▸ Фрагмент страницы
Сидевший в каюте стармех подал ему какой-то криминальный роман, и Ренато увлекся книгой.
"Штопать" пришлось его изрядно. Когда я наложил последние восемь швов и произнес: "Финиш!" - пациент на какое-то мгновение растерялся, а потом понял смысл сказанного и радостно воскликнул:
- О, святая мадонна!
Сняв халат, я вышел на палубу. Ко мне подошел капитан Антониос Сфакиотис. Он стал благодарить за бескорыстную медицинскую помощь. Сфакиотис говорил, с каким трудом они отыскали в океане судно с доктором, и еще в пылу откровенности признался, что они хотели вызвать санитарный самолет с Бермуд, но когда те, как их назвал Сфакиотис, "коммерсанты в белых халатах", запросили двадцать тысяч долларов, он был вынужден отказаться. Сфакиотис не сумасшедший платить такую сумму.
А как же жизнь человека? Ведь в океане можно идти четверо-пятеро суток, а то и неделю, и не встретить ни единого судна. Как?..
Задать этот вопрос я не успел. К капитану, извинившись, подошел радист и протянул депешу. Наверное, было что-то очень важное. Быстро пробежав глазами текст, Сфакиотис самодовольно улыбнулся и, не сдерживая своих восторженных чувств, раболепно произнес:
- Божественный Андреадис!
Так я узнал, что поржавевший и видавший виды "Юниверс дафне" принадлежит крупнейшему греческому судовладельцу Андреадису.
- Я тоже грек, - как бы между прочим сообщил Сфакиотис, делая ударение на слове "грек". Затем пригласил меня в каюту. Достал из зеркального бара бутылку "Блэк энд уайт" и, налив в хрустальные бокалы виски с содовой, начал рассказывать о том, какую выгодную нефтяную сделку он "провернул" в Нигерии, и теперь сам Андреадис доволен им. Он предложил выпить, но я отказался, сославшись на жару.
На палубе меня ожидал наш старпом, который о чем-то разговаривал с моряками "Юниверс дафне".
- Доктор, они просят посмотреть еще одного человека.

▸ Выдержки из данных
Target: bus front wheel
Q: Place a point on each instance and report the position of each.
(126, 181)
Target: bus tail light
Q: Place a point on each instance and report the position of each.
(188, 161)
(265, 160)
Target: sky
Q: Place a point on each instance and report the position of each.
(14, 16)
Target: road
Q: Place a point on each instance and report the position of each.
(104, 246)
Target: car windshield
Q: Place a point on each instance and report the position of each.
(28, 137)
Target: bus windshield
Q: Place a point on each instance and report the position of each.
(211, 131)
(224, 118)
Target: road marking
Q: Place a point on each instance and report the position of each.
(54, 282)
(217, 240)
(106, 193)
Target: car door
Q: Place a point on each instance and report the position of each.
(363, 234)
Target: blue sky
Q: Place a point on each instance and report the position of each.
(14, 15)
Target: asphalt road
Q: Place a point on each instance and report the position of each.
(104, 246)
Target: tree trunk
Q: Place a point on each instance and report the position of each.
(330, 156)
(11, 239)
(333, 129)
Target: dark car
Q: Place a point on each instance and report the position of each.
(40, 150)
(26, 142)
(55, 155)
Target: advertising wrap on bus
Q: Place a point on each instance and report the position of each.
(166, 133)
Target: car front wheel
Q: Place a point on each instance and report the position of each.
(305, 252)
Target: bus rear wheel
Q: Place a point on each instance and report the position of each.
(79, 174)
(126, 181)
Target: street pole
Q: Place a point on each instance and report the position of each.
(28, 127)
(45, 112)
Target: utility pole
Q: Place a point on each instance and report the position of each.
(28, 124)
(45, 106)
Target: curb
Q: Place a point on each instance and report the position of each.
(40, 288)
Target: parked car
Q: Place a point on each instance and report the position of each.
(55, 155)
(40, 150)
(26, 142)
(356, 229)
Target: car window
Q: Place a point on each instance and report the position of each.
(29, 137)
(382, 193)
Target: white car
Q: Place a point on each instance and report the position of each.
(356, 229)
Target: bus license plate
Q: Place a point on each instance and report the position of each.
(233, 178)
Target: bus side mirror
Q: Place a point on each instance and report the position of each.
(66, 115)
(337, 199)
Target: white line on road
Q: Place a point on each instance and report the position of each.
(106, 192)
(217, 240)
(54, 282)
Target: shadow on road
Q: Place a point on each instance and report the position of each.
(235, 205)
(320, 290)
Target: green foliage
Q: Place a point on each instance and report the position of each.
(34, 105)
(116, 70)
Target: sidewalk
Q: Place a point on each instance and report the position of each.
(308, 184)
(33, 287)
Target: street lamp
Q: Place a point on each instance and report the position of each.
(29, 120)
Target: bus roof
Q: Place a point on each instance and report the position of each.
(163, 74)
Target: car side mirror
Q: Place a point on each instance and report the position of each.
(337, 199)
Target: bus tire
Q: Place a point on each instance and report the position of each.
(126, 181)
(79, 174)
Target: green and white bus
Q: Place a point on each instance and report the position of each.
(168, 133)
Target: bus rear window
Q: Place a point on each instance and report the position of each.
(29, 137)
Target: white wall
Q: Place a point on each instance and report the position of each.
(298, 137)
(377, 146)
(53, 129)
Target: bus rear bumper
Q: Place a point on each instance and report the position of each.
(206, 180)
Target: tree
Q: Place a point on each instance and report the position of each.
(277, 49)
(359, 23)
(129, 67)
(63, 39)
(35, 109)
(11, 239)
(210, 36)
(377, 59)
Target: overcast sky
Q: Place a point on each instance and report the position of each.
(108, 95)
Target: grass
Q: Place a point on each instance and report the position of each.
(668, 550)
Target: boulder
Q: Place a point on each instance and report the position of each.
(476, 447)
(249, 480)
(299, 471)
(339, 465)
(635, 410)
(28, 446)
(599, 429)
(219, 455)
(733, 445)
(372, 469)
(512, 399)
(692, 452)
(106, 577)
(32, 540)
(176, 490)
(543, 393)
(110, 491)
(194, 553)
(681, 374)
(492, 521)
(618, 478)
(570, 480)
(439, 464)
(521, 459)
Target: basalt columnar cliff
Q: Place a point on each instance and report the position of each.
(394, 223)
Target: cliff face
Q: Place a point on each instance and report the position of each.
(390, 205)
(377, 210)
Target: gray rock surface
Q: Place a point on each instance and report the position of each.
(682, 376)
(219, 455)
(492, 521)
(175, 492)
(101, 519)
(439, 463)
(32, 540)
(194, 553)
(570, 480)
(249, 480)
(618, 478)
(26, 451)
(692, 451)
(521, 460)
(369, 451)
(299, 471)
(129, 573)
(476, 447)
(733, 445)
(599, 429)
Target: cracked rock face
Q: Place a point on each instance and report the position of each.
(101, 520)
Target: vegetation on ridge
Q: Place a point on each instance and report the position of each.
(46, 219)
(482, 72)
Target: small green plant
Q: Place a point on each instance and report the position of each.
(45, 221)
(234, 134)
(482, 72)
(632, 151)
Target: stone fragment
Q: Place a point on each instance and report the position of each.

▸ Что сделать
Перепечатайте часть фрагмента страницы: начните с того места, где стоят слова «Сидевший в каюте», и остановитесь после слов «единого судна. Как?..». Строки для этой работы не понадобятся.

▸ Поле ответа
Сидевший в каюте стармех подал ему какой-то криминальный роман, и Ренато увлекся книгой.
"Штопать" пришлось его изрядно. Когда я наложил последние восемь швов и произнес: "Финиш!" - пациент на какое-то мгновение растерялся, а потом понял смысл сказанного и радостно воскликнул:
- О, святая мадонна!
Сняв халат, я вышел на палубу. Ко мне подошел капитан Антониос Сфакиотис. Он стал благодарить за бескорыстную медицинскую помощь. Сфакиотис говорил, с каким трудом они отыскали в океане судно с доктором, и еще в пылу откровенности признался, что они хотели вызвать санитарный самолет с Бермуд, но когда те, как их назвал Сфакиотис, "коммерсанты в белых халатах", запросили двадцать тысяч долларов, он был вынужден отказаться. Сфакиотис не сумасшедший платить такую сумму.
А как же жизнь человека? Ведь в океане можно идти четверо-пятеро суток, а то и неделю, и не встретить ни единого судна. Как?..